Passage:
--- BEGIN ---
Problems with repeated standard_names in file #132

marceloandrioni · 2020-09-06T16:17:46Z

Hello,

I was trying to use ncWMS2 to visualize current data from CMEMS but there were some problems with the automatically created layers -group, -mag and -dir.

The dataset that gave me problems is the global-analysis-forecast-phy-001-024-hourly-merged-uv. This dataset has 4 "types" of currents. Tidal currents (utide: vtide), Stokes Drift (vsdx:vsdy), Eulerian currents (uo:vo) and Total currents (utotal:vtotal), that is the sum of all other currents.

I think the cause of the problem is that several of these variables use the same standard_name attribute:

uo:standard_name = "eastward_sea_water_velocity" ;
vo:standard_name = "northward_sea_water_velocity" ;

vsdx:standard_name = "sea_surface_wave_stokes_drift_x_velocity" ;
vsdy:standard_name = "sea_surface_wave_stokes_drift_y_velocity" ;

utide:standard_name = "eastward_sea_water_velocity" ;
vtide:standard_name = "northward_sea_water_velocity" ;

utotal:standard_name = "eastward_sea_water_velocity" ;
vtotal:standard_name = "northward_sea_water_velocity" ;

As far as I know, there is no rule in the CF Convetions against multiple variables in the same file using the same standard_name, so I would say that the file is semantically correct.

As shown in the image bellow, only 2 velocity groups were created instead of 4. Besides, only the Stokes Drift (vsdx: vsdy) is correct, the second group used the u component from the Tide (utide) with the v component of the Total current (vtotal), resulting in incorrect values.

I tried to think of a solution for this problem but could not find a definitive answer. Maybe an extra strep in the code to check for repeated standard_names and if found, try to match u:v variables using some string similarity between the variable or long names, e.g.:
uo, utide and utotal are all eastward_sea_water_velocity, but utide has a greater similarity with vtide than with vo or vtotal, so the pair should be utide:vtide.
But I am just guessing here since I am not even sure that there is a string similarity Java library (Python and JS have it).

Also, I don't think this problem is restricted to this specific dataset. Another example would be ERA5 data from ECMWF where a file could have wind components for 10m height and 100m height that would also use the same standard_names, as there is no specific standard_names depending of the height.
--- END ---
Data excerpt:
--- BEGIN ---
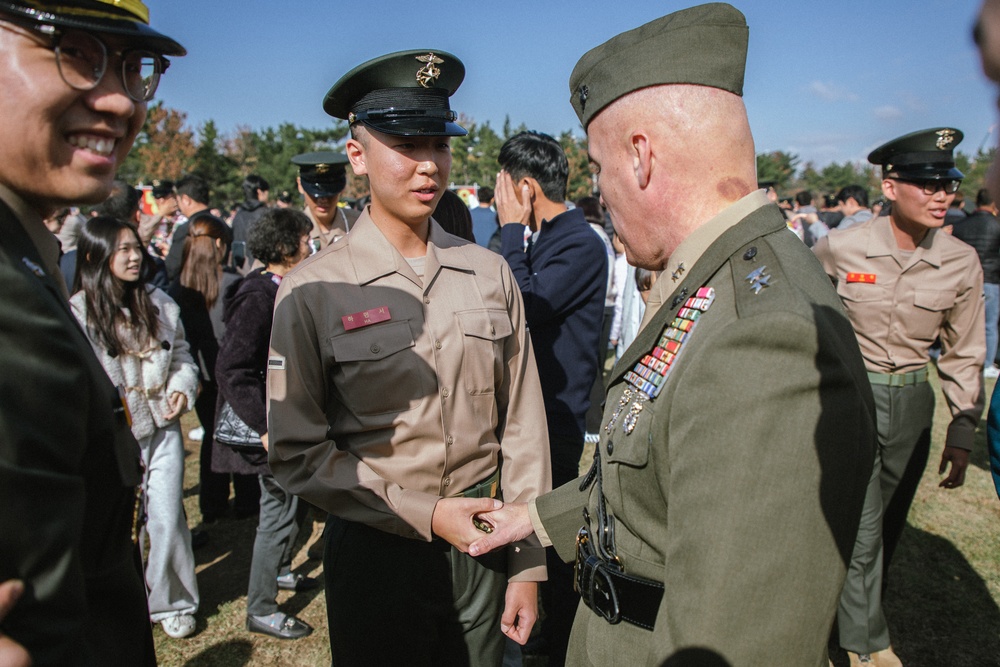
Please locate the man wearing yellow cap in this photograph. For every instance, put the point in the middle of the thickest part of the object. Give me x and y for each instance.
--- END ---
Exercises:
- a) From the issue about repeated standard_names, quote the passage starting with "Problems with repeated" and going on through "all other currents.".
- b) Summarize the issue about repeated standard_names in two sentences.

Results by task:
- a)
Problems with repeated standard_names in file #132

marceloandrioni · 2020-09-06T16:17:46Z

Hello,

I was trying to use ncWMS2 to visualize current data from CMEMS but there were some problems with the automatically created layers -group, -mag and -dir.

The dataset that gave me problems is the global-analysis-forecast-phy-001-024-hourly-merged-uv. This dataset has 4 "types" of currents. Tidal currents (utide: vtide), Stokes Drift (vsdx:vsdy), Eulerian currents (uo:vo) and Total currents (utotal:vtotal), that is the sum of all other currents.

- b) When ncWMS2 was used on the CMEMS dataset global-analysis-forecast-phy-001-024-hourly-merged-uv, which holds tidal, Stokes Drift, Eulerian and total currents, only 2 velocity groups were created instead of 4, and one of them paired utide with vtotal, giving incorrect values. The suspected cause is that several of these variables share the same standard_name, and the post suggests matching u:v variables by string similarity of their names, noting that ERA5 wind data at 10m and 100m heights could face the same problem.